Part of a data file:
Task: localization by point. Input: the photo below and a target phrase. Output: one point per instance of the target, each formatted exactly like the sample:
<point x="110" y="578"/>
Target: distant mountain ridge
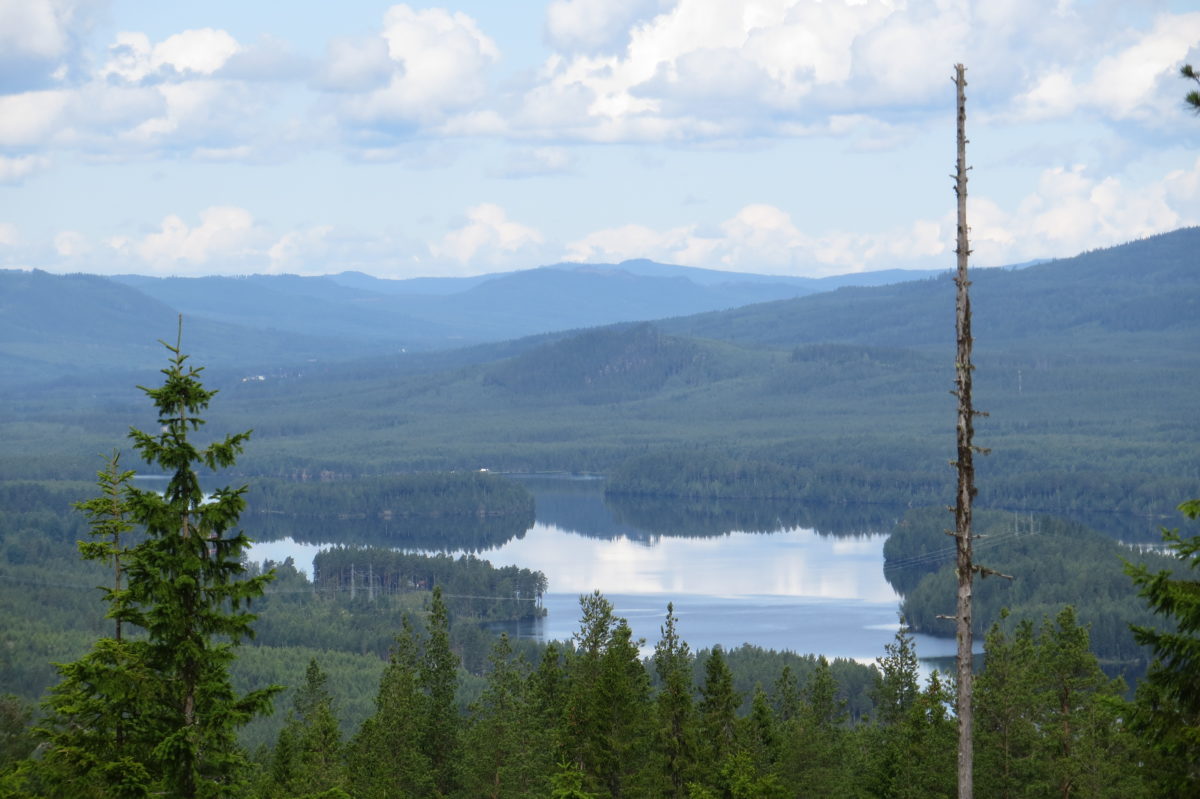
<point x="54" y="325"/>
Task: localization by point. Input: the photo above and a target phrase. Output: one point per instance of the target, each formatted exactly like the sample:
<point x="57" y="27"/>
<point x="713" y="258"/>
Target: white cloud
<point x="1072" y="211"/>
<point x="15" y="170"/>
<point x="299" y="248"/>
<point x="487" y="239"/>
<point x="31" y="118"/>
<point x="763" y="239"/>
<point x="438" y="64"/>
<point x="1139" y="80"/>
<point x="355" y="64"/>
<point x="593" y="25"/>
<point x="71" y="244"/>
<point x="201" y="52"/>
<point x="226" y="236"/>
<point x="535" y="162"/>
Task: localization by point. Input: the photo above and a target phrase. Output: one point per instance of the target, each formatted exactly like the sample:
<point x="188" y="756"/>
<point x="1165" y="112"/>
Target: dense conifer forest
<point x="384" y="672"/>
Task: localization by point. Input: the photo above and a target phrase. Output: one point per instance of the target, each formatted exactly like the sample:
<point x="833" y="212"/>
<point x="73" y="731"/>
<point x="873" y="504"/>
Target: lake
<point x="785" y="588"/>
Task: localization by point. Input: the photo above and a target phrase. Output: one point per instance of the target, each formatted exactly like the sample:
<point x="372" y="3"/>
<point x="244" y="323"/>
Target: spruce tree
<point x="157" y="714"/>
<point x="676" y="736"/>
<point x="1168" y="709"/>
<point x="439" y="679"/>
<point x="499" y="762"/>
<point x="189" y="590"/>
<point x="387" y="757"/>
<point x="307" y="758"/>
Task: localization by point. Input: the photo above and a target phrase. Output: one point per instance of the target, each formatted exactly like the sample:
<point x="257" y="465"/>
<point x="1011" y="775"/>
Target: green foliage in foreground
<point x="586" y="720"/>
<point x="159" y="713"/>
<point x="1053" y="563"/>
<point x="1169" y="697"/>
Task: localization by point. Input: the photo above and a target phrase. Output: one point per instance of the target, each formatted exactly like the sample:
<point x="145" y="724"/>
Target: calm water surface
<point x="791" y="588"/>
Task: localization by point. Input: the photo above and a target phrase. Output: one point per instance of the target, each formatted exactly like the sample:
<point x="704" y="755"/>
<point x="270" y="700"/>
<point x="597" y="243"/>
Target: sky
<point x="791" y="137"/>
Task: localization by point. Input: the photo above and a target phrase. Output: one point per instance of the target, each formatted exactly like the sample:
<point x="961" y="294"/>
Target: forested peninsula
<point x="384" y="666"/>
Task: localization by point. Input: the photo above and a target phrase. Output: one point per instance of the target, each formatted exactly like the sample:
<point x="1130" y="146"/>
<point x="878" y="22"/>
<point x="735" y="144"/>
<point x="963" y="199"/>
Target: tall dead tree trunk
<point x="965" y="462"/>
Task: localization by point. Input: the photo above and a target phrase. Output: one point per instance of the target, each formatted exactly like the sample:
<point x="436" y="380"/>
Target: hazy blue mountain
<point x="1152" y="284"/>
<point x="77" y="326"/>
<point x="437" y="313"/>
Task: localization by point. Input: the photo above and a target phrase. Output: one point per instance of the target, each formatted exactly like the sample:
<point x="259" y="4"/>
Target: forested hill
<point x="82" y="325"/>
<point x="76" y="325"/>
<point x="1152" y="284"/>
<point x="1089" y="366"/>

### [Short exercise]
Retype all entries exactly as they appear, dropping the images.

### [Exercise response]
Task: localization by point. Input: the photo below and a target phrase. Output: one point per instance of the target, each formatted exactly like the sample:
<point x="110" y="578"/>
Target: distant mountain ridge
<point x="54" y="325"/>
Task: localization by point. Input: the photo above and a target phrase. Output: one point per instance of the target, each formatted exactly like the sample:
<point x="57" y="27"/>
<point x="713" y="258"/>
Target: white cloud
<point x="1072" y="211"/>
<point x="15" y="170"/>
<point x="299" y="248"/>
<point x="487" y="239"/>
<point x="31" y="118"/>
<point x="763" y="239"/>
<point x="438" y="64"/>
<point x="1139" y="80"/>
<point x="355" y="64"/>
<point x="593" y="25"/>
<point x="71" y="244"/>
<point x="201" y="52"/>
<point x="226" y="236"/>
<point x="535" y="162"/>
Task: localization by point. Input: the photo above and a target phrase. Output: one point per instance of the target, each formatted exactly like the sample:
<point x="188" y="756"/>
<point x="1165" y="112"/>
Target: dense conifer forest
<point x="384" y="672"/>
Task: localization by point. Input: the photo above and a target phrase. Output: one point per instance of the target, each formatted exactly like the sample:
<point x="833" y="212"/>
<point x="73" y="731"/>
<point x="873" y="504"/>
Target: lake
<point x="785" y="588"/>
Task: localization by point. Input: the photo above and a target phrase. Output: one point per instance of the target, each formatted exactly like the sample:
<point x="372" y="3"/>
<point x="244" y="323"/>
Target: spruce tree
<point x="157" y="714"/>
<point x="676" y="736"/>
<point x="1168" y="709"/>
<point x="439" y="679"/>
<point x="499" y="762"/>
<point x="189" y="590"/>
<point x="387" y="757"/>
<point x="307" y="758"/>
Task: localization by point. Input: the photo above and a target phrase. Output: one point per instance of the target, each formatted exactly like the sample:
<point x="257" y="465"/>
<point x="1011" y="775"/>
Target: green foliage in foreground
<point x="586" y="720"/>
<point x="159" y="713"/>
<point x="1053" y="563"/>
<point x="1169" y="697"/>
Task: localization by point. Input: the photo above and a target phrase. Output: one point per instance of the target, each formatted exactly like the sample:
<point x="145" y="724"/>
Target: calm water surface
<point x="791" y="588"/>
Task: localization by point. Input: the photo above and a target phrase. Output: one point per instance of the target, each formatted exactly like the sample:
<point x="704" y="755"/>
<point x="270" y="700"/>
<point x="597" y="243"/>
Target: sky
<point x="791" y="137"/>
Task: localization by point. Input: the photo above and a target phrase. Output: one point per instance of the target, each formatted exactly like the sample:
<point x="961" y="294"/>
Target: forested peninsula
<point x="384" y="666"/>
Task: localization by point. Input: the photo above and a target phrase. Output: one point per instance of the target, each formatted exactly like the sample:
<point x="1130" y="146"/>
<point x="878" y="22"/>
<point x="735" y="144"/>
<point x="963" y="199"/>
Target: tall dead tree trunk
<point x="965" y="462"/>
Task: localization by point. Input: the photo above and a target phrase. Output: one point per instance of the target, each formatted exactly like the sample:
<point x="436" y="380"/>
Target: hazy blue mountain
<point x="1152" y="284"/>
<point x="77" y="326"/>
<point x="437" y="313"/>
Task: localization by point. Input: the photo above and a target phrase. Output: one point per instance of the target, each formatted exactly like the sample:
<point x="259" y="4"/>
Target: forested hill
<point x="82" y="325"/>
<point x="76" y="325"/>
<point x="1152" y="284"/>
<point x="1089" y="366"/>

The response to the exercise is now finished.